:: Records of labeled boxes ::
__________

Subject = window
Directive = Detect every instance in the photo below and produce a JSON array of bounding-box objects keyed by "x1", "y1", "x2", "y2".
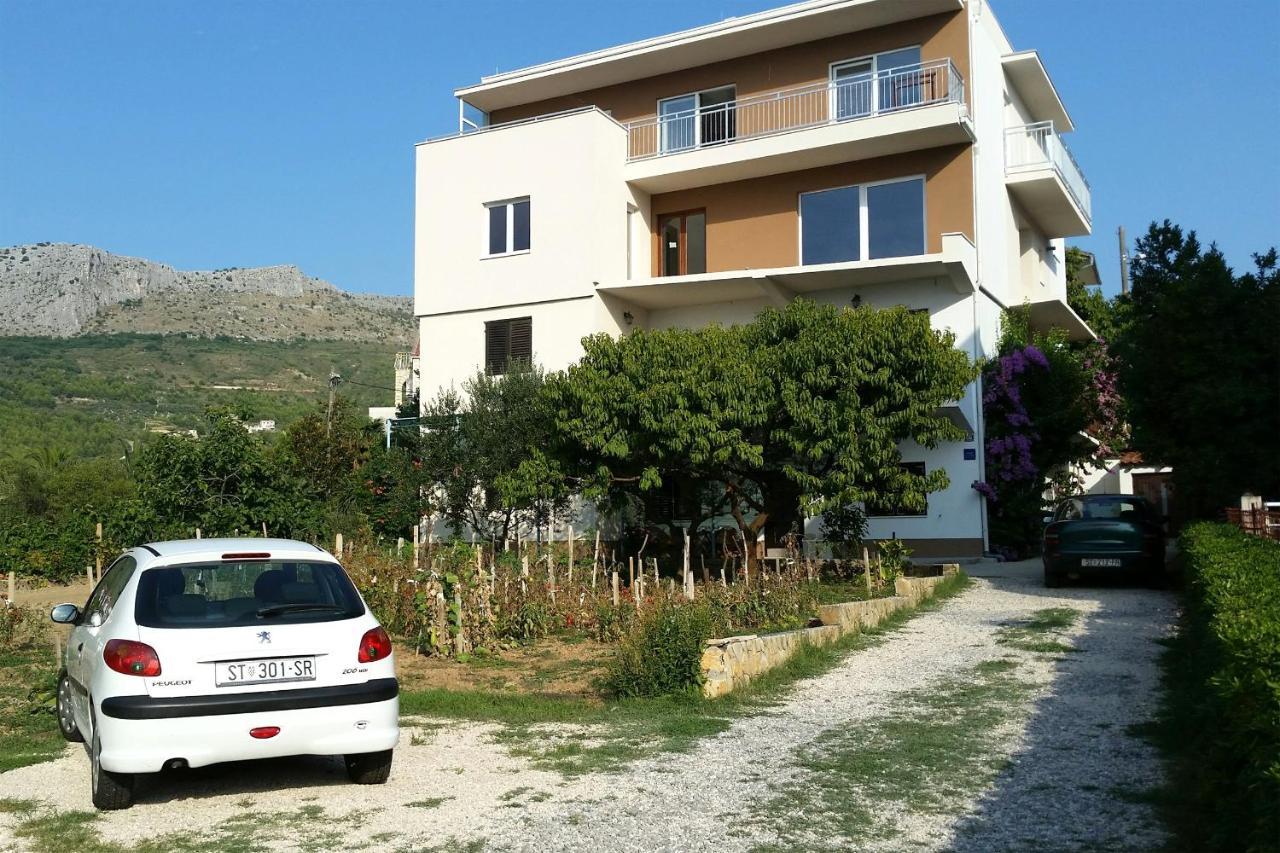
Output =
[
  {"x1": 658, "y1": 86, "x2": 737, "y2": 154},
  {"x1": 800, "y1": 178, "x2": 924, "y2": 264},
  {"x1": 867, "y1": 462, "x2": 929, "y2": 519},
  {"x1": 133, "y1": 560, "x2": 365, "y2": 628},
  {"x1": 658, "y1": 210, "x2": 707, "y2": 275},
  {"x1": 484, "y1": 316, "x2": 534, "y2": 377},
  {"x1": 485, "y1": 199, "x2": 529, "y2": 255},
  {"x1": 800, "y1": 187, "x2": 861, "y2": 264},
  {"x1": 831, "y1": 47, "x2": 932, "y2": 120},
  {"x1": 83, "y1": 555, "x2": 138, "y2": 624}
]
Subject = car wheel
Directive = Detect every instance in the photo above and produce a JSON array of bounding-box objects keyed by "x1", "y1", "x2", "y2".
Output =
[
  {"x1": 343, "y1": 749, "x2": 392, "y2": 785},
  {"x1": 88, "y1": 706, "x2": 133, "y2": 811},
  {"x1": 58, "y1": 670, "x2": 84, "y2": 743}
]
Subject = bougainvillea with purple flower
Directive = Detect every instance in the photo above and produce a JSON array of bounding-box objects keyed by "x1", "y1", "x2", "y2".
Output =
[{"x1": 973, "y1": 310, "x2": 1124, "y2": 557}]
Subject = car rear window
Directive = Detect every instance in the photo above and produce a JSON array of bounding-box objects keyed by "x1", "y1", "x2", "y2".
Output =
[{"x1": 134, "y1": 560, "x2": 365, "y2": 628}]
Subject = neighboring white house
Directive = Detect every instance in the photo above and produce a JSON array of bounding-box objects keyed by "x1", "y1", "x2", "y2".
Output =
[{"x1": 415, "y1": 0, "x2": 1092, "y2": 556}]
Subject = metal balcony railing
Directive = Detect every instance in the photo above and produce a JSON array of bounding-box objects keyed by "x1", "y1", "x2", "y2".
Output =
[
  {"x1": 1005, "y1": 122, "x2": 1093, "y2": 222},
  {"x1": 625, "y1": 59, "x2": 964, "y2": 160}
]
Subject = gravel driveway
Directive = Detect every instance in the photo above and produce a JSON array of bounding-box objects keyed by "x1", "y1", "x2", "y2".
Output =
[{"x1": 0, "y1": 562, "x2": 1175, "y2": 853}]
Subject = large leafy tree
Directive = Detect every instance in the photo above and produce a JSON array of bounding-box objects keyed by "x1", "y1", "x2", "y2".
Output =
[
  {"x1": 548, "y1": 300, "x2": 975, "y2": 540},
  {"x1": 416, "y1": 365, "x2": 567, "y2": 539},
  {"x1": 1116, "y1": 219, "x2": 1280, "y2": 516}
]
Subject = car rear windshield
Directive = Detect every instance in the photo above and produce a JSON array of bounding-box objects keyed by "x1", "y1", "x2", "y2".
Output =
[
  {"x1": 134, "y1": 560, "x2": 365, "y2": 628},
  {"x1": 1059, "y1": 498, "x2": 1155, "y2": 521}
]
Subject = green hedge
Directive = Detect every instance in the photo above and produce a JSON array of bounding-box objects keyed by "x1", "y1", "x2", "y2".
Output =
[{"x1": 1170, "y1": 523, "x2": 1280, "y2": 850}]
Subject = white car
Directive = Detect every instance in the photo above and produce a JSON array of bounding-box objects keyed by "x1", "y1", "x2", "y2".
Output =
[{"x1": 51, "y1": 539, "x2": 399, "y2": 808}]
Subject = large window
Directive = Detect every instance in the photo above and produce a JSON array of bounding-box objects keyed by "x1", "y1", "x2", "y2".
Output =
[
  {"x1": 658, "y1": 86, "x2": 737, "y2": 154},
  {"x1": 658, "y1": 210, "x2": 707, "y2": 275},
  {"x1": 484, "y1": 316, "x2": 534, "y2": 377},
  {"x1": 485, "y1": 199, "x2": 529, "y2": 255},
  {"x1": 800, "y1": 178, "x2": 924, "y2": 264},
  {"x1": 867, "y1": 462, "x2": 929, "y2": 519}
]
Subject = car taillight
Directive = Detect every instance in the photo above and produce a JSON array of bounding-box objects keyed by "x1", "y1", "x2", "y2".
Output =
[
  {"x1": 102, "y1": 640, "x2": 160, "y2": 678},
  {"x1": 360, "y1": 625, "x2": 392, "y2": 663}
]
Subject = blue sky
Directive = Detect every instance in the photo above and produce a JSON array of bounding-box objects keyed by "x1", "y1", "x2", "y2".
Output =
[{"x1": 0, "y1": 0, "x2": 1280, "y2": 295}]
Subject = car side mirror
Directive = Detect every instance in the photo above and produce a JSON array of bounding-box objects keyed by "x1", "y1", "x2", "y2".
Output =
[{"x1": 49, "y1": 605, "x2": 79, "y2": 625}]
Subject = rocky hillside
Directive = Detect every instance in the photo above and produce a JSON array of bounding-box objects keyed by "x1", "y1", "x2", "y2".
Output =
[{"x1": 0, "y1": 243, "x2": 413, "y2": 346}]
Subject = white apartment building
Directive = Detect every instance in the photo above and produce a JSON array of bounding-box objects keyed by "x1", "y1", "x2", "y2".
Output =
[{"x1": 415, "y1": 0, "x2": 1092, "y2": 557}]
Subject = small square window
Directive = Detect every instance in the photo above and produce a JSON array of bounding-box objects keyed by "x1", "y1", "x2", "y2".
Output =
[{"x1": 485, "y1": 199, "x2": 530, "y2": 256}]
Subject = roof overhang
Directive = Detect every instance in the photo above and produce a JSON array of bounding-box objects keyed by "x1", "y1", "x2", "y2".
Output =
[
  {"x1": 1028, "y1": 300, "x2": 1098, "y2": 341},
  {"x1": 1000, "y1": 50, "x2": 1075, "y2": 133},
  {"x1": 453, "y1": 0, "x2": 964, "y2": 111}
]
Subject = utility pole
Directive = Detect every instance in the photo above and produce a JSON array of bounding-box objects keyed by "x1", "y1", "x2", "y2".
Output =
[
  {"x1": 1116, "y1": 225, "x2": 1129, "y2": 293},
  {"x1": 324, "y1": 370, "x2": 342, "y2": 438}
]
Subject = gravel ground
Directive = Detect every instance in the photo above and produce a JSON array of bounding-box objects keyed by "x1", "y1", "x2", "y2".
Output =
[{"x1": 0, "y1": 562, "x2": 1175, "y2": 853}]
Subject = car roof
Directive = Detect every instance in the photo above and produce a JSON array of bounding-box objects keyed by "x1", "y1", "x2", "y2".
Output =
[{"x1": 140, "y1": 537, "x2": 330, "y2": 561}]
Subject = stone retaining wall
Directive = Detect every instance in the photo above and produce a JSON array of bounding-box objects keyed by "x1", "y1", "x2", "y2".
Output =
[{"x1": 703, "y1": 564, "x2": 960, "y2": 699}]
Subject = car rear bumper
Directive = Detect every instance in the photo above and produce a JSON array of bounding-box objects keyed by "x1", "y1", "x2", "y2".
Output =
[
  {"x1": 97, "y1": 679, "x2": 399, "y2": 774},
  {"x1": 1044, "y1": 552, "x2": 1164, "y2": 576}
]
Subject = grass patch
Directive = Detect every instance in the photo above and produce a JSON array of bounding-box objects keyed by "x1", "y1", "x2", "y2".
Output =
[
  {"x1": 996, "y1": 607, "x2": 1080, "y2": 654},
  {"x1": 0, "y1": 611, "x2": 65, "y2": 772},
  {"x1": 404, "y1": 797, "x2": 453, "y2": 808},
  {"x1": 754, "y1": 650, "x2": 1033, "y2": 852},
  {"x1": 10, "y1": 800, "x2": 369, "y2": 853},
  {"x1": 401, "y1": 574, "x2": 973, "y2": 776}
]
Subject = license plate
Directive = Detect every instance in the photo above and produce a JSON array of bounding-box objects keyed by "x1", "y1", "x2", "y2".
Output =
[{"x1": 214, "y1": 657, "x2": 316, "y2": 686}]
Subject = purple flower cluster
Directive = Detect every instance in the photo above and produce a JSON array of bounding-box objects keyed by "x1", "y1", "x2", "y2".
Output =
[{"x1": 973, "y1": 346, "x2": 1050, "y2": 502}]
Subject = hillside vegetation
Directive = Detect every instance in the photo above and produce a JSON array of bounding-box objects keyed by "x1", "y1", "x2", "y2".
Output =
[{"x1": 0, "y1": 334, "x2": 401, "y2": 459}]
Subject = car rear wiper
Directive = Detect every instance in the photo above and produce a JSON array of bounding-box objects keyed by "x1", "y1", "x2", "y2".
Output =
[{"x1": 257, "y1": 603, "x2": 347, "y2": 617}]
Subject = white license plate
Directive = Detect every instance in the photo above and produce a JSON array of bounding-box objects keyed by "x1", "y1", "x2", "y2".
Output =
[{"x1": 214, "y1": 657, "x2": 316, "y2": 686}]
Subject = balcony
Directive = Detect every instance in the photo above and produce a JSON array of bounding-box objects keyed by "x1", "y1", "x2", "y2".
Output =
[
  {"x1": 595, "y1": 233, "x2": 977, "y2": 310},
  {"x1": 1005, "y1": 122, "x2": 1093, "y2": 237},
  {"x1": 625, "y1": 59, "x2": 973, "y2": 192}
]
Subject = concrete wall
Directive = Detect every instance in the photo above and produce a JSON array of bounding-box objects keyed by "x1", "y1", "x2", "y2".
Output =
[{"x1": 701, "y1": 566, "x2": 959, "y2": 699}]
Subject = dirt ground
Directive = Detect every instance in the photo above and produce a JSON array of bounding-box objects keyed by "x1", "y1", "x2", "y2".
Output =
[{"x1": 396, "y1": 638, "x2": 611, "y2": 699}]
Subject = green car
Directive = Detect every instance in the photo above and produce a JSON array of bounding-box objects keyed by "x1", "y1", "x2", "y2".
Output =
[{"x1": 1042, "y1": 494, "x2": 1165, "y2": 587}]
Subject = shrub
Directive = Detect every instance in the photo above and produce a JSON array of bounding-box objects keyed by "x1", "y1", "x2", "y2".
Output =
[
  {"x1": 1170, "y1": 523, "x2": 1280, "y2": 850},
  {"x1": 605, "y1": 601, "x2": 712, "y2": 695}
]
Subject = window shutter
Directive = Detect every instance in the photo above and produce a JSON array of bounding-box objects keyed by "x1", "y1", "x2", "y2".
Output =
[
  {"x1": 509, "y1": 316, "x2": 534, "y2": 366},
  {"x1": 484, "y1": 320, "x2": 511, "y2": 375}
]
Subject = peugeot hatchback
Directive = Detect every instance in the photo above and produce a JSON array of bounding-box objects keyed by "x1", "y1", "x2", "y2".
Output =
[{"x1": 51, "y1": 539, "x2": 399, "y2": 809}]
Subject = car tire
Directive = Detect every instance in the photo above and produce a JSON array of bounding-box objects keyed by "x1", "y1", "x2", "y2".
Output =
[
  {"x1": 56, "y1": 670, "x2": 84, "y2": 743},
  {"x1": 88, "y1": 706, "x2": 133, "y2": 811},
  {"x1": 343, "y1": 749, "x2": 392, "y2": 785}
]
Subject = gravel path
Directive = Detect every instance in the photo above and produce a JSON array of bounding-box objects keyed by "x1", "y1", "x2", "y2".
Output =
[{"x1": 0, "y1": 562, "x2": 1175, "y2": 853}]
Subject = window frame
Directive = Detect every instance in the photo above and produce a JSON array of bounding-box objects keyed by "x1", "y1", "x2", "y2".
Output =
[
  {"x1": 796, "y1": 174, "x2": 929, "y2": 266},
  {"x1": 483, "y1": 314, "x2": 534, "y2": 377},
  {"x1": 827, "y1": 42, "x2": 925, "y2": 122},
  {"x1": 480, "y1": 196, "x2": 534, "y2": 260},
  {"x1": 658, "y1": 207, "x2": 707, "y2": 278},
  {"x1": 654, "y1": 81, "x2": 737, "y2": 154}
]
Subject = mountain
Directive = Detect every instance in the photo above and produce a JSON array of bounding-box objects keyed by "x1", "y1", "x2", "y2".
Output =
[{"x1": 0, "y1": 243, "x2": 415, "y2": 348}]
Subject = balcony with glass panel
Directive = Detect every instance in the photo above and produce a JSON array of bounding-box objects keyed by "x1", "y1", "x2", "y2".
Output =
[
  {"x1": 1005, "y1": 122, "x2": 1093, "y2": 237},
  {"x1": 596, "y1": 177, "x2": 977, "y2": 310},
  {"x1": 625, "y1": 58, "x2": 974, "y2": 192}
]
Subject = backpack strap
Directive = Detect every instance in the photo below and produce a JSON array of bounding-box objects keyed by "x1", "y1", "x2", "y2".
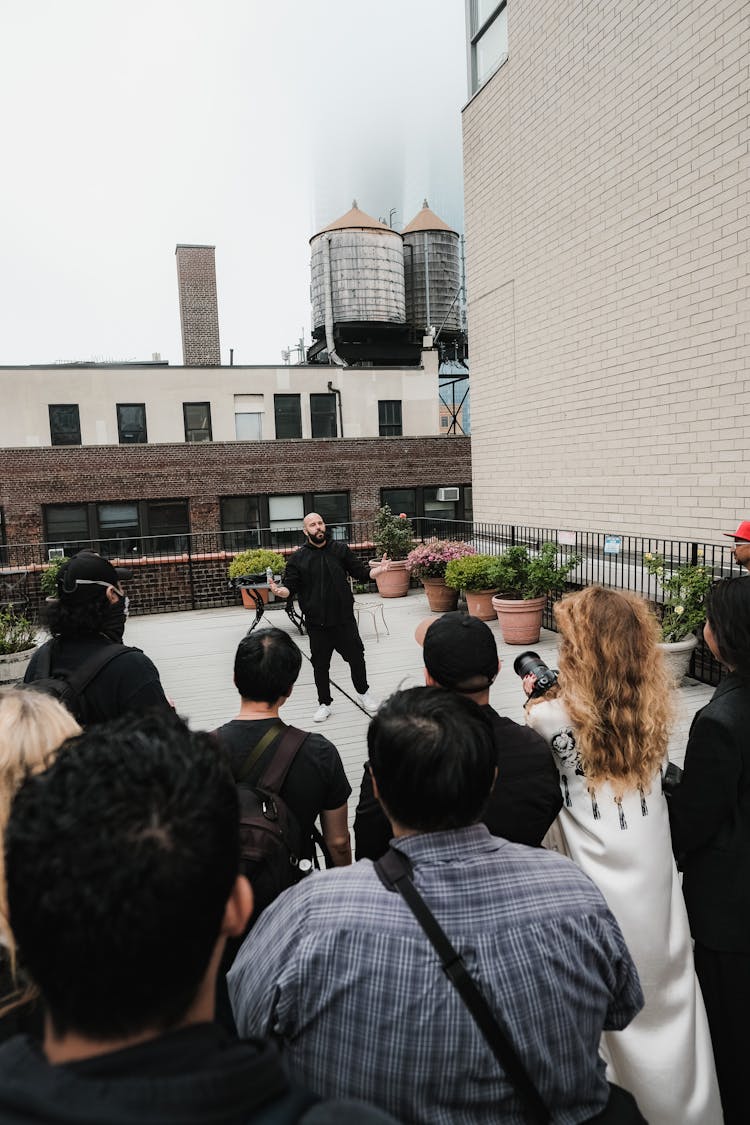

__________

Copy every line of the items above that contains the word "with", matching case exactly.

Subject = bougainvillea with purple flower
Subject = balcony with glass panel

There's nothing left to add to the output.